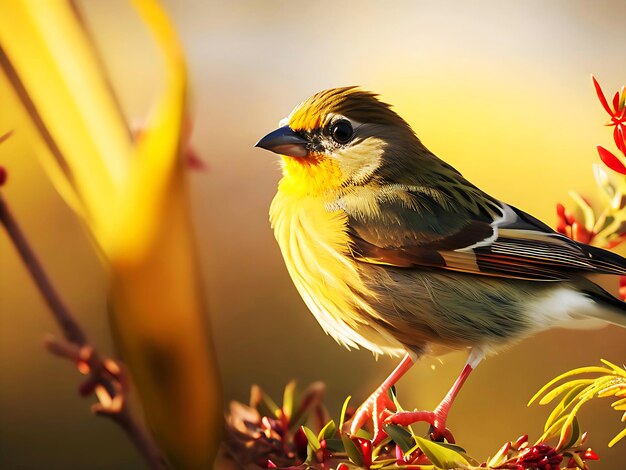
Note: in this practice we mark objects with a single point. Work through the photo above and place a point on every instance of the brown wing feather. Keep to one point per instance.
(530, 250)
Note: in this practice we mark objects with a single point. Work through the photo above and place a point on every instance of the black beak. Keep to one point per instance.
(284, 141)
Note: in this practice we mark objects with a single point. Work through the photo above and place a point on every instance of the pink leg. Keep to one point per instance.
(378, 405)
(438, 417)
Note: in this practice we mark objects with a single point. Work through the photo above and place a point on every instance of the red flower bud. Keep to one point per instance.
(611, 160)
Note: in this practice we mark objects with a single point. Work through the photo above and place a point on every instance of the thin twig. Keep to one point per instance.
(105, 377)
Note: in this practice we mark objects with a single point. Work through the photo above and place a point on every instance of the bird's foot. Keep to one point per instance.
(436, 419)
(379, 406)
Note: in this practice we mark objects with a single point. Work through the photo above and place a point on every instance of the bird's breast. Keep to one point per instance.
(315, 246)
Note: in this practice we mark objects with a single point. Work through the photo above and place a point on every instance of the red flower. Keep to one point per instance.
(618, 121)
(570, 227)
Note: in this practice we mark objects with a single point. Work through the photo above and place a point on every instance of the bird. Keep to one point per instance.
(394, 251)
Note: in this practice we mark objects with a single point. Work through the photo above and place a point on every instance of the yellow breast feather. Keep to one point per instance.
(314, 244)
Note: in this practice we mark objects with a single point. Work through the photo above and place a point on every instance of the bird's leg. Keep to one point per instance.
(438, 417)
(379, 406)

......

=== REQUIREMENTS ===
The records above are to be restated exactly, without their pictures.

=== RESULT OF THIS TASK ===
Note: in this practice we mark objects with a single point. Work through the photo above and place a point on every instance of the brown wing feather. Keep to one point per instance.
(530, 250)
Note: in this practice we mark objects with a single point. Work through the photo above and place a point on every instance of the black beak. Keep to one point per instance.
(284, 141)
Note: in this practice we mark objects with a single point. Work through the photo above and place a point on every instance of the pink leg. Keep to one point per instance.
(378, 405)
(438, 417)
Note: in this practice we mark objects with a single point. Work through the photo above and place a point on every instance of the red flower bud. Keep to one point per instance.
(611, 160)
Note: in this practice we mark objects with a single point. Work through the photo above and place a point on every instance of the thin twig. Keep to one point per instance.
(105, 377)
Note: in this practice we mark objects with a single point. Work through the photo above and place a point on every instance of the bird's foot. Keep to one point per instance.
(436, 419)
(379, 406)
Note: in this practice we mark objects with a single point. Work through the photo above and place a point on every instance of the bird's breast. Keep to one point per instance.
(315, 246)
Note: in this practice we mark objects with a single point. Work through the photo above and place a point on every instance of the red flower. Keep to one point per instance.
(618, 121)
(570, 227)
Note: in this practice we mark objects with a single point. Work through the photo above and place a point on every instance of the bird. Keep to one point per instance.
(394, 251)
Note: in this practice we mark objects with a single point. Work through the photo above and place a point on every instance of the yellow breast feather. Keep to one point per instance.
(314, 244)
Note: in this practice we mark objects with a single point. Work through the photo above and place a point on every instance of the bird's leg. Keep to one point per instance.
(438, 417)
(379, 406)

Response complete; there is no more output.